_GIVEN REQUEST A:_ Reproduce the passage of the Rackspace DBA and disaster recovery text from "Rackspace Hourly Database Application Services for" up to and including "of your application.".
_GIVEN REQUEST B:_ In the Rackspace DBA and disaster recovery text, list every use case that Site Recovery Manager is said to fulfill.

Begin SELECTED EXCERPT

Rackspace Hourly Database Application Services for RPC-VMware

The Rackspace Hourly Database Application Services (DBA) enables you to leverage DBA expertise at Rackspace with 24x7x365 availability on a pay-as-you- go basis. Rackspace Hourly DBA Service is available for MySQL, Oracle®, and Microsoft® SQL Server® databases hosted on your RPC-VMware environment.

The Hourly DBA Service add-on component is not available as a stand-alone product.

The Rackspace Hourly DBA Service add-on component of RPC-VMware is designed to help you throughout the life cycle of your database. One key aspect of this service is the help that Rackspace can provide in the early stages of the application life cycle, where decisions might be crucial to the future of your application.

Rackspace DBA can help with the following items:

  • Architecture
  • Installation, configuration, upgrade, and migration
  • Backup and recovery
  • Database security
  • Storage and capacity planning
  • Performance tuning
  • Troubleshooting
  • Compatibility

Using the Hourly DBA Service for RPC-VMware

Customers can engage with the DBA team by creating a support ticket that describes the environment and the work being requested. The DBA team responds with either a request for more information or a quote for the time required to complete the job. Upon quote approval, the DBA team will begin its work.


Disaster recovery

The Disaster Recovery (DR) add-on for Rackspace Private Cloud powered by VMware (RPC-V) consists of two RPC-V environments in two different Rackspace data centers with the added components of VMware’s vSphere Replication and VMware’s Site Recovery Manager (SRM). vSphere Replication consists of up to 10 virtual appliances, the vSphere Replication Management Server (VRMS), and up to 9 vSphere Replication Servers, to share the replication traffic, scaled out as-needed. SRM consists of a single Windows VM with Site Recovery Manager installed. The VRMS and VRS(s) virtual appliances, as well as the SRM server, are deployed into the management resource pool of the RPC-V environment.

RPC-VMware disaster recovery architecture

The following diagram is a standard RPC-V DR configuration:


Getting started

What is Site Recovery Manager?

VMware Site Recovery Manager is an automation software that integrates with an underlying replication technology to provide policy-based management, non-disruptive testing, and automated orchestration of recovery plans. Site Recovery Manager is designed for virtual machines and protecting applications running in a VMware vSphere® environment.

To deliver flexibility and choice, Site Recovery Manager integrates natively with vSphere Replication™ leveraging the benefits of VMware vSphere. Site Recovery Manager also takes advantage of the Software-Defined Data Center (SDDC) architecture by integrating with other VMware solutions such as VMware NSX (network virtualization) and VMware vSAN (software-defined storage powering leading hyper-converged infrastructure solutions). By allowing users to test and automate the migration process of applications between sites at scale with minimal or no downtime, Site Recovery Manager fulfills the needs for a variety of use cases such as disaster recovery, disaster avoidance, planned data center migrations, site-level load balancing, and application maintenance testing.

Site Recovery Manager ensures fast and highly predictable recovery times, simplifies management through automation, and minimizes the total cost of ownership, making it the industry-leading solution to enable application availability and mobility across sites in private cloud environments.

End SELECTED EXCERPT
Begin DATA SHOWN

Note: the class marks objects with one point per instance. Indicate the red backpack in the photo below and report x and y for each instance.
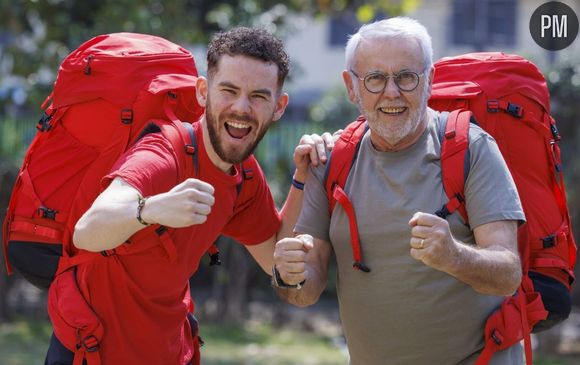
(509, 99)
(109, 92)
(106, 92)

End DATA SHOWN

_CORRECT ANSWER A:_
Rackspace Hourly Database Application Services for RPC-VMware

The Rackspace Hourly Database Application Services (DBA) enables you to leverage DBA expertise at Rackspace with 24x7x365 availability on a pay-as-you- go basis. Rackspace Hourly DBA Service is available for MySQL, Oracle®, and Microsoft® SQL Server® databases hosted on your RPC-VMware environment.

The Hourly DBA Service add-on component is not available as a stand-alone product.

The Rackspace Hourly DBA Service add-on component of RPC-VMware is designed to help you throughout the life cycle of your database. One key aspect of this service is the help that Rackspace can provide in the early stages of the application life cycle, where decisions might be crucial to the future of your application.

_CORRECT ANSWER B:_
- Disaster recovery
- Disaster avoidance
- Planned data center migrations
- Site-level load balancing
- Application maintenance testing